Problem description: Filter the items below and copy out every line that contains the string "spoke".

┌─ Provided data

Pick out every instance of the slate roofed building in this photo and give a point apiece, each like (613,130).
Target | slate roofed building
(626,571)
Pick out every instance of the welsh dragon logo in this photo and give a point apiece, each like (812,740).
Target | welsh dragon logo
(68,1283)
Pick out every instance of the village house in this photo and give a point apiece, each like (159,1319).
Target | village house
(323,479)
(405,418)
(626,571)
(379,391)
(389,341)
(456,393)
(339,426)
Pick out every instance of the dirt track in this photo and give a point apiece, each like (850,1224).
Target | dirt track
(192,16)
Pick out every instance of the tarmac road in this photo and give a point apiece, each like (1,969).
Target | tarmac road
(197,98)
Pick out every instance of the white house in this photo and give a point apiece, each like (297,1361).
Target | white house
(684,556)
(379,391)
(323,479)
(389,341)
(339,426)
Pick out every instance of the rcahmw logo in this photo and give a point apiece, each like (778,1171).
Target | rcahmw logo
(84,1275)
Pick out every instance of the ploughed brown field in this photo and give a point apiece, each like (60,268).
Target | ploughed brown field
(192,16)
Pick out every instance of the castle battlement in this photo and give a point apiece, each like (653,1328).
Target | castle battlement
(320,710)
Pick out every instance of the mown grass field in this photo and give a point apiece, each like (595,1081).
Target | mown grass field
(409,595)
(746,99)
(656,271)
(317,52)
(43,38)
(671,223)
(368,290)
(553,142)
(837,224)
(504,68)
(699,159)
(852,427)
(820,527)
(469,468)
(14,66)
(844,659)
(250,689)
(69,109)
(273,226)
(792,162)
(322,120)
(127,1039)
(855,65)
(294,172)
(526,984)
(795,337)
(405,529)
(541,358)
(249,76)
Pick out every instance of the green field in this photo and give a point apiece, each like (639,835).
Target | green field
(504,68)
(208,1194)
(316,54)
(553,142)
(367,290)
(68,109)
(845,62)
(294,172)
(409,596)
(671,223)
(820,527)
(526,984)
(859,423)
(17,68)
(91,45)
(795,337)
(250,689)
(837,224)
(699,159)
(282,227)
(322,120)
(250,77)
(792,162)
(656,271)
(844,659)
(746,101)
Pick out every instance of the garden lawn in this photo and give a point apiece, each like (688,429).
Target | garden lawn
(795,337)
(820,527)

└─
┌─ Provided data

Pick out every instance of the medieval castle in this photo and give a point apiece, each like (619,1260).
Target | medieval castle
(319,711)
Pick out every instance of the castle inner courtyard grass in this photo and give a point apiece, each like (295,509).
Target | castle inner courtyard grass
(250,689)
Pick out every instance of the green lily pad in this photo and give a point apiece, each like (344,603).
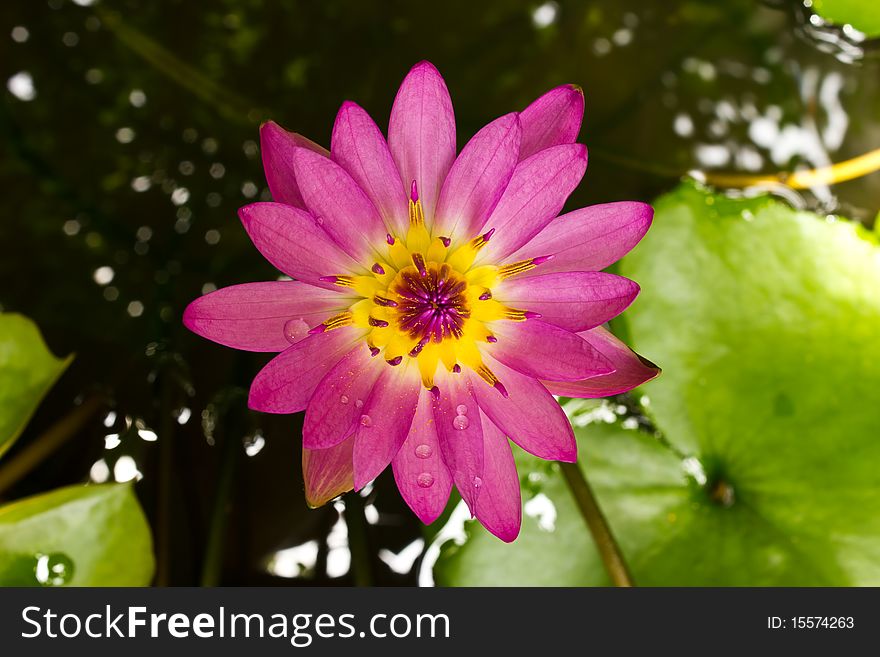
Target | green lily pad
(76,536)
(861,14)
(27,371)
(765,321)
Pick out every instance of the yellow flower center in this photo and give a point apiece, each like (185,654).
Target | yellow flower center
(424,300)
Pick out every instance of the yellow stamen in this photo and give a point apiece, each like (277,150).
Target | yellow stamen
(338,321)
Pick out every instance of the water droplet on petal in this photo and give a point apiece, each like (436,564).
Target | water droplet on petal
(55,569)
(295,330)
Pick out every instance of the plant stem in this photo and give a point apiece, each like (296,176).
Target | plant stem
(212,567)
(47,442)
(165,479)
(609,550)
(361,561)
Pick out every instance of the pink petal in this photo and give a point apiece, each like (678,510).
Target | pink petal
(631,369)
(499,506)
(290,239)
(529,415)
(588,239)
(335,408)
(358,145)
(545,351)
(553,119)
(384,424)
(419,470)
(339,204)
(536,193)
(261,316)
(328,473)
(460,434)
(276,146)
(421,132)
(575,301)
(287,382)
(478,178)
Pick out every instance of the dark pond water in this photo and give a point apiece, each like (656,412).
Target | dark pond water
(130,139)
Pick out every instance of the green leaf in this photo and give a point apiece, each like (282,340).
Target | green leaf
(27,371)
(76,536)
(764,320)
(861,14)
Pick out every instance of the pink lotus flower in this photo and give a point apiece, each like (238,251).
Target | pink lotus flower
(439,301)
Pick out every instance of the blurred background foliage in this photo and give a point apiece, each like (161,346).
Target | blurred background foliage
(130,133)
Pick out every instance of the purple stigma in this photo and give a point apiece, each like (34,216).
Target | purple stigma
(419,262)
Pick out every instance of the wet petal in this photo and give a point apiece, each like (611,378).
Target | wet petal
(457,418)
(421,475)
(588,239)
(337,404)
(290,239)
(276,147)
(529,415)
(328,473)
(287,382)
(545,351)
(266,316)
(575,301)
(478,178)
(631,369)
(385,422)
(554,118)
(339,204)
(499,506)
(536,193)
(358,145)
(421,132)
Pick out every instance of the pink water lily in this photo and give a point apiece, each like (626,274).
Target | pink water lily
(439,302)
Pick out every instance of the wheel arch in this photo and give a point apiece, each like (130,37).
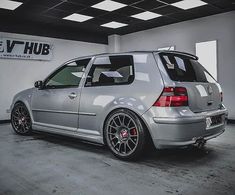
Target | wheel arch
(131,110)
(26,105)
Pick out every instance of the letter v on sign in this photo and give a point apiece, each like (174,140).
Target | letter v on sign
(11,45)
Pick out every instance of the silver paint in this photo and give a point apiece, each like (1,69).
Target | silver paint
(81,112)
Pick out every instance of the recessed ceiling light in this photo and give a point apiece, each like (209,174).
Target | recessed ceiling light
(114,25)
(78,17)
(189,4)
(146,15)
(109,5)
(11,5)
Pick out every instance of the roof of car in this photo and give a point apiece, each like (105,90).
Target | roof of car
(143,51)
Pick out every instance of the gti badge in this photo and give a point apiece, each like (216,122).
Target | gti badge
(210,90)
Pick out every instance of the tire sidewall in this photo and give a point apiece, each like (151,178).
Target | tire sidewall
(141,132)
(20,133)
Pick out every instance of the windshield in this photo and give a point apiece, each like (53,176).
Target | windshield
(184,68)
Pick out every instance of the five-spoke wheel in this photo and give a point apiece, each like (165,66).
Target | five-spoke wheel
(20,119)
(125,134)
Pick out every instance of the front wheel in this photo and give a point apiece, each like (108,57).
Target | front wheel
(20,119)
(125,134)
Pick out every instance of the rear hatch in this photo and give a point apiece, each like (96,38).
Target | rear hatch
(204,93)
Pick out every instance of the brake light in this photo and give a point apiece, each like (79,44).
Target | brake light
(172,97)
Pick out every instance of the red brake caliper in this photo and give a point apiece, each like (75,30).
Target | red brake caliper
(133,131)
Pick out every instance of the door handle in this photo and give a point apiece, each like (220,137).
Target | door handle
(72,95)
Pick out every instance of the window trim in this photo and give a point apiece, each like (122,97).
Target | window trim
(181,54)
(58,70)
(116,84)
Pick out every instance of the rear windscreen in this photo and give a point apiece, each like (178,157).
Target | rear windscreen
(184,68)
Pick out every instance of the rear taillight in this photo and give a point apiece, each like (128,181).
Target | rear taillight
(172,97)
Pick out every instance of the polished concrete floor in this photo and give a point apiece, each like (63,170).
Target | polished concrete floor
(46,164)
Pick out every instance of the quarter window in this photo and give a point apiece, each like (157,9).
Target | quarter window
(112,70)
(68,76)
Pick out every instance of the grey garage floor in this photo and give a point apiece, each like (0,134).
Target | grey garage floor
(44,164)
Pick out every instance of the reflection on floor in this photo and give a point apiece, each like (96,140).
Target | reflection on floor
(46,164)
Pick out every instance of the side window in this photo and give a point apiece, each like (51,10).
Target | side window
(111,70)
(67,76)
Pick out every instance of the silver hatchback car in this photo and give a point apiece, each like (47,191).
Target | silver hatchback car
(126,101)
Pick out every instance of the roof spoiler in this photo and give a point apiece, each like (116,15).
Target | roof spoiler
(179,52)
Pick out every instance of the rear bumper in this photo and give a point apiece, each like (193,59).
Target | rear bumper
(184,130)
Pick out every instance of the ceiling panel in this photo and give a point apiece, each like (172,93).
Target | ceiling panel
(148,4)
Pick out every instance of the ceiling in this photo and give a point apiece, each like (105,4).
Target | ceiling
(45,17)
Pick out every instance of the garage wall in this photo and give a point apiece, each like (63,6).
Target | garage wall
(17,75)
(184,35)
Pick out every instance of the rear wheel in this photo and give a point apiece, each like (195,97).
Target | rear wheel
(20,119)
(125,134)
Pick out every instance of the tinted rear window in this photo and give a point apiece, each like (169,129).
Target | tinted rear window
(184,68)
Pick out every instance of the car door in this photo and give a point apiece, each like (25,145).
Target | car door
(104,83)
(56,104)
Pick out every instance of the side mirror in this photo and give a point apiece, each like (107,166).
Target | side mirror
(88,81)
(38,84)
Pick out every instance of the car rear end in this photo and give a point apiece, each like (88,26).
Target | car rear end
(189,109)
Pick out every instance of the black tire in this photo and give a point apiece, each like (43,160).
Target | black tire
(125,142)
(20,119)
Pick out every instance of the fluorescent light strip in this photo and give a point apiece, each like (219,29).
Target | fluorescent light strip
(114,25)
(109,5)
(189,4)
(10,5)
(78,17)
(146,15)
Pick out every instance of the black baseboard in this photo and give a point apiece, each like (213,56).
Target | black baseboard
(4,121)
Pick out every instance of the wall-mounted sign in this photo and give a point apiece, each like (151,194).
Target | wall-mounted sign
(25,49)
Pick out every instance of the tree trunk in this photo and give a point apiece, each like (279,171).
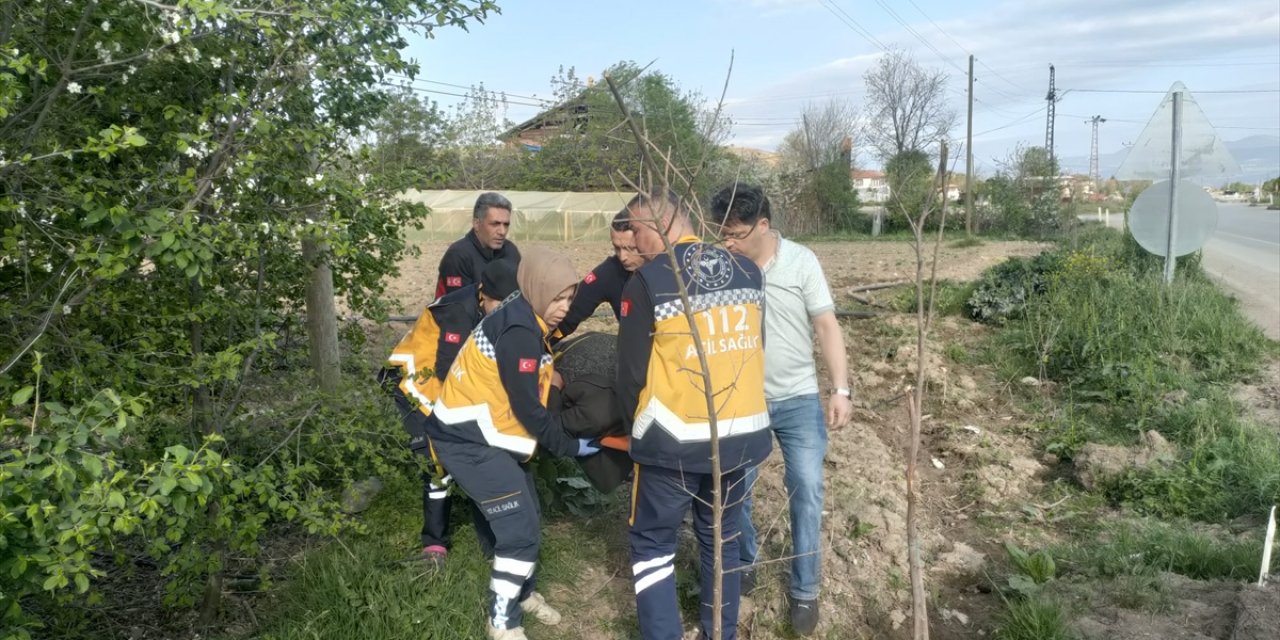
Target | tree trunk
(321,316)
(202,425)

└─

Exercise output:
Pick out every instance of the five-spoke wheel in this photo and give a point apiece, each like (165,66).
Target | five-spoke wheel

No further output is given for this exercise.